#### Text excerpt

The TATA box, located 25-30 bp upstream of the transcription
initiation site, is thought to be involved in directing RNA
polymerase II to begin RNA synthesis as the correct site. In
contrast, the upstream promoter elements determine the rate at
which transcription is initiated. These elements can act regardless
of their orientation, but they must be located within 100 to 200 bp
upstream of the TATA box.
[0030] Enhancer elements can stimulate transcription up to
1000-fold from linked homologous or heterologous promoters.
Enhancer elements often remain active even if their orientation is
reversed (Li et al., J. Bio. Chem. 1990, 266: 6562-6570).
Furthermore, unlike promoter elements, enhancers can be active when
placed downstream from the transcription initiation site, e.g.,
within an intron, or even at a considerable distance from the
promoter (Yutzey et al., Mol. and Cell. Bio. 1989,
9:1397-1405).
[0031] As is known in the art, some variation in this distance can
be accommodated without loss of promoter function. Similarly, the
positioning of regulatory elements with respect to the transgene
may vary significantly without loss of function. Multiple copies of
regulatory elements can act in concert. Typically, an expression
vector comprises one or more enhancer sequences followed by, in the
5' to 3' direction, a promoter sequence, all operably linked to a
transgene followed by a polyadenylation sequence.
[0032] Many enhancers of cellular genes work exclusively in a
particular tissue or cell type. In addition, some enhancers become
active only under specific conditions that are generated by the
presence of an inducer such as a hormone or metal ion. Because of
these differences in the specificities of cellular enhancers, the
choice of promoter and enhancer elements to be incorporated into an
eukaryotic expression vector is determined by the cell type(s) in
which the recombinant gene is to be expressed.

########

▸ **Activity**
In the passage on promoters and enhancers, by how much can enhancer elements stimulate transcription from linked promoters?

#### Information given

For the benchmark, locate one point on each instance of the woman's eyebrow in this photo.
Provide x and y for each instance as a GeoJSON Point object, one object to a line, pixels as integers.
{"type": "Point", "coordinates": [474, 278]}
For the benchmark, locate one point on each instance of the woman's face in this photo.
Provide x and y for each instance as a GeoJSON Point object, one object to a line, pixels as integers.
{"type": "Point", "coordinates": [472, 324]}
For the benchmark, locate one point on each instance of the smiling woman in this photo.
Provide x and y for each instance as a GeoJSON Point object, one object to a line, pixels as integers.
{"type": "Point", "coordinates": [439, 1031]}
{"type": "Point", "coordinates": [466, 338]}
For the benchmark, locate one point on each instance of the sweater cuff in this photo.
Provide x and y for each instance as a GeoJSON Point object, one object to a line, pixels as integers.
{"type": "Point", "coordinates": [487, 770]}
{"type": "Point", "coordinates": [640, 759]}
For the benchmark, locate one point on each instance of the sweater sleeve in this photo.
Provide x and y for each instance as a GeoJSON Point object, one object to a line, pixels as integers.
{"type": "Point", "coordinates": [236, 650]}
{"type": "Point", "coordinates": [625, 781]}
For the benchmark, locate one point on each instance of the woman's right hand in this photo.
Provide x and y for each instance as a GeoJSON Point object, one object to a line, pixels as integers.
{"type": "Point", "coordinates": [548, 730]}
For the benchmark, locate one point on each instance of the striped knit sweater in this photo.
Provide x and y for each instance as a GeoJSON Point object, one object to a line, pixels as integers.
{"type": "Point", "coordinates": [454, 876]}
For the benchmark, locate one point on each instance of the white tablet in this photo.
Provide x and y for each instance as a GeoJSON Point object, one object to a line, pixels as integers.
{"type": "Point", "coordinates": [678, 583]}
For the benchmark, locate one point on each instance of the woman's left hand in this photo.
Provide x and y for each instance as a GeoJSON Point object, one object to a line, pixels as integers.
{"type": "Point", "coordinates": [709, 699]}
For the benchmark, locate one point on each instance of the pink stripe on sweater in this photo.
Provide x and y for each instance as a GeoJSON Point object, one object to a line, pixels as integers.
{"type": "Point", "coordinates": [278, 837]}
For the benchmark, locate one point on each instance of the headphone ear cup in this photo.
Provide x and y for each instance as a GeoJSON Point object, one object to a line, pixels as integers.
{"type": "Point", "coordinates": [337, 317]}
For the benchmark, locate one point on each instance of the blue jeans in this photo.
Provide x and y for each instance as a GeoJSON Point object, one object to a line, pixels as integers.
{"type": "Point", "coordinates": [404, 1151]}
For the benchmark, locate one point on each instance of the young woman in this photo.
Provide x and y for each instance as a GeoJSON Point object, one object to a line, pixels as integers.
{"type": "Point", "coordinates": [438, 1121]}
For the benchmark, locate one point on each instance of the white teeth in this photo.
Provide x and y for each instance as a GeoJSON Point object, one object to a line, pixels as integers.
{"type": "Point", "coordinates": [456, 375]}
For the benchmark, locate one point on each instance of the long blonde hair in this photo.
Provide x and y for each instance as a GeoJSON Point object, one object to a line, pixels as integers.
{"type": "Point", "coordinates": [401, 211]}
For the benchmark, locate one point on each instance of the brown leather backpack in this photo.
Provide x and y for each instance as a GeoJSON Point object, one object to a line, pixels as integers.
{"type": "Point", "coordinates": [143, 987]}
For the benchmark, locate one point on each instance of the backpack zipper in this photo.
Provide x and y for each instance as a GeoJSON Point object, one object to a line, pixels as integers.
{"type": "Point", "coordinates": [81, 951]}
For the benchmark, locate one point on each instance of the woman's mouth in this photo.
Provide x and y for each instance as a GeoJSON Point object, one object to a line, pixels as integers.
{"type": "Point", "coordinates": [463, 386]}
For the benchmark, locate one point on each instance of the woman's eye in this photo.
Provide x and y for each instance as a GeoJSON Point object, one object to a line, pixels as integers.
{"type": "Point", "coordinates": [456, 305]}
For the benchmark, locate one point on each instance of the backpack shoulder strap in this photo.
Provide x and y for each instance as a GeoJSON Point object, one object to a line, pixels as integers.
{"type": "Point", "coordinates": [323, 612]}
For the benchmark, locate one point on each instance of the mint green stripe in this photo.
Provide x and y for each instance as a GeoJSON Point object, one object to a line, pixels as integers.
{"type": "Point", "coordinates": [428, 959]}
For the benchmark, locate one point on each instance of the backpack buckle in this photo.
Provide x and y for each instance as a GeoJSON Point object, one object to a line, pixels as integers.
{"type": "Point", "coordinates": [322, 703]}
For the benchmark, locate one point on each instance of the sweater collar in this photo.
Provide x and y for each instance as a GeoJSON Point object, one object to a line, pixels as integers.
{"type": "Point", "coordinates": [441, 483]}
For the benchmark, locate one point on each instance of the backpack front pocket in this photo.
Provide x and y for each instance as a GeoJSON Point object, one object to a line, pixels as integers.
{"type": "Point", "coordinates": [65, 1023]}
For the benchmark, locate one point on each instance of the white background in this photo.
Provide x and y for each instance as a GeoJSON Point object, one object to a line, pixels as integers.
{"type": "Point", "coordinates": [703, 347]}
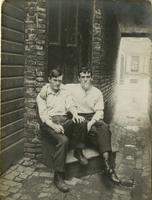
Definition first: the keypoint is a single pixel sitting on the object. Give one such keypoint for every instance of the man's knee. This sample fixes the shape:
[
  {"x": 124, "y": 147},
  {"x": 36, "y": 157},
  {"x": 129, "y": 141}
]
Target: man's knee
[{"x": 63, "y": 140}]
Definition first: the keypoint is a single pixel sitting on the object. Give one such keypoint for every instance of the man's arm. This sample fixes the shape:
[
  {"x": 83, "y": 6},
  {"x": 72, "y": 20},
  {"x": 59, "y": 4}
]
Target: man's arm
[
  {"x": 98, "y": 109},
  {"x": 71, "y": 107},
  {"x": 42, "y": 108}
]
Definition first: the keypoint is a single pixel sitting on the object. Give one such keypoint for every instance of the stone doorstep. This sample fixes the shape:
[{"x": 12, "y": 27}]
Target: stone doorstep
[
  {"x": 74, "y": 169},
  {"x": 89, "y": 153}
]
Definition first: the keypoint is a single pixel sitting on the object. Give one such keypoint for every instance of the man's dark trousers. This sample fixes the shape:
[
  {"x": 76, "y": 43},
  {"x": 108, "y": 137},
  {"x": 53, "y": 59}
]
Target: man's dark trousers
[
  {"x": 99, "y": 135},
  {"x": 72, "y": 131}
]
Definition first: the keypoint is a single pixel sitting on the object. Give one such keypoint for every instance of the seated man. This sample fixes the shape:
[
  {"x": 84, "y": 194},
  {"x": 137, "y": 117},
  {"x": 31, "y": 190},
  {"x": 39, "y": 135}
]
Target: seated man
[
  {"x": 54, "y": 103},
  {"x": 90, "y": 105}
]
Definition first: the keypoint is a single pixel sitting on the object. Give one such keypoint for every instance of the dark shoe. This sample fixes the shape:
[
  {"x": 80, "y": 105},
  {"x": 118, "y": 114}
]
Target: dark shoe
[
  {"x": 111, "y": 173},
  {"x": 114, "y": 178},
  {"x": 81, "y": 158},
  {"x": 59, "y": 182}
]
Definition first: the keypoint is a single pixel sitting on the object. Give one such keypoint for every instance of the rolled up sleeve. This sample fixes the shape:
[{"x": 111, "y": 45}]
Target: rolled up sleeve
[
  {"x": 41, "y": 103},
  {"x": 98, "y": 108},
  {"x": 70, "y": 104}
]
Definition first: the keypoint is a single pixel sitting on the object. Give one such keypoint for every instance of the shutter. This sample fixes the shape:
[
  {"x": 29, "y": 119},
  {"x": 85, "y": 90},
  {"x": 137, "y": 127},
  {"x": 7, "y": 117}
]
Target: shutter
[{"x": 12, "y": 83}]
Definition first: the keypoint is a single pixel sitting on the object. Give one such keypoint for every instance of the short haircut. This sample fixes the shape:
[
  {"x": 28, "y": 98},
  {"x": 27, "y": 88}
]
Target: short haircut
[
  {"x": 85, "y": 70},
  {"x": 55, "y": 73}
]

########
#### Information given

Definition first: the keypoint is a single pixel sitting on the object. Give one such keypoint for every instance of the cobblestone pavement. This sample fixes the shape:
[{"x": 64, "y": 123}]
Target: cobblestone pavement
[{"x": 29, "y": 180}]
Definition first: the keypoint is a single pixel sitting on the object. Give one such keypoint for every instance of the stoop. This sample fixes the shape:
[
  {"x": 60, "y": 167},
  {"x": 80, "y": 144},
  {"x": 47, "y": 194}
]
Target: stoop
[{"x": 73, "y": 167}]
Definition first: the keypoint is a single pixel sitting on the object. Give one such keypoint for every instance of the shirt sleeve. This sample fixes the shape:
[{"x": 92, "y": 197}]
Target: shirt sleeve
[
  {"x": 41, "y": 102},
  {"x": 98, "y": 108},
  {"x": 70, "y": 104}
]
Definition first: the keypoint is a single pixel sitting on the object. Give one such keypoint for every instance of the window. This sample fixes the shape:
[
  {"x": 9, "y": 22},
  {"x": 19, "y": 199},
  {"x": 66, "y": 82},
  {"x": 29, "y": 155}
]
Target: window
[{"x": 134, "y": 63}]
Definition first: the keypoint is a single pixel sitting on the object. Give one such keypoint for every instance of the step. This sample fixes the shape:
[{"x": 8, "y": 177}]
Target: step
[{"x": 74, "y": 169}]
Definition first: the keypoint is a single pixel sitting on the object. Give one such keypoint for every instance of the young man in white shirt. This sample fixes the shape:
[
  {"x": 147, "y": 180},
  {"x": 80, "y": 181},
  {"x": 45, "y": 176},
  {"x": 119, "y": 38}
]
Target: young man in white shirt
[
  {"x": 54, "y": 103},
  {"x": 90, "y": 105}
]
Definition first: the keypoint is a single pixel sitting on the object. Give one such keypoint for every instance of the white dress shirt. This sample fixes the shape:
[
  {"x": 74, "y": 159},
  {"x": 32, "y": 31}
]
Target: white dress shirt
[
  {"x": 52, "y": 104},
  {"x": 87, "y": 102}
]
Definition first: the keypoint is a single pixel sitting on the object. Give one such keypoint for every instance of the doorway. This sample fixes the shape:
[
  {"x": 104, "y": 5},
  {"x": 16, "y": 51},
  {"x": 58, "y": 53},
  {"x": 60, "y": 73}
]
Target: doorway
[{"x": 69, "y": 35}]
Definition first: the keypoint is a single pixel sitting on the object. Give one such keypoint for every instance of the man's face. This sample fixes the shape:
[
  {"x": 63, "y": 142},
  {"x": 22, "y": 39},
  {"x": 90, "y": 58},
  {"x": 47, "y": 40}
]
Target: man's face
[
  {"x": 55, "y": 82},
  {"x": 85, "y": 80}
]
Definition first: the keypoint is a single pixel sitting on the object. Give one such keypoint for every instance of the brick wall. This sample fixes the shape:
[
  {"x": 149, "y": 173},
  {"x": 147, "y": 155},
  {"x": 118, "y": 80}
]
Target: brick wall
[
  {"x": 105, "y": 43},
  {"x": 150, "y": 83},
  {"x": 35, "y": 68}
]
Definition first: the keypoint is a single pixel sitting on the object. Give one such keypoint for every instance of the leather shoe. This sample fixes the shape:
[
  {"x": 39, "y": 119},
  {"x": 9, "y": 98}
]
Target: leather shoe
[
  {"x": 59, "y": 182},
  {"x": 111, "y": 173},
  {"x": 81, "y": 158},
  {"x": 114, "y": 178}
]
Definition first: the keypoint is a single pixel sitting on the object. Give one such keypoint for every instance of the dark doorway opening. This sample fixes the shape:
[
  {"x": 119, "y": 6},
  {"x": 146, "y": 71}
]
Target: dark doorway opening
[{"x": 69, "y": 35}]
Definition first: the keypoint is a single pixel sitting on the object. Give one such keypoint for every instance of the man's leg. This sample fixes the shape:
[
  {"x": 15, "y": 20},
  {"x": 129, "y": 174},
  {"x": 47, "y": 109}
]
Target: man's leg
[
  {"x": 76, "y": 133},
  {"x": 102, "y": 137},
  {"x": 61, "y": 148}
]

########

▸ **Exercise response**
Up to 1000-fold.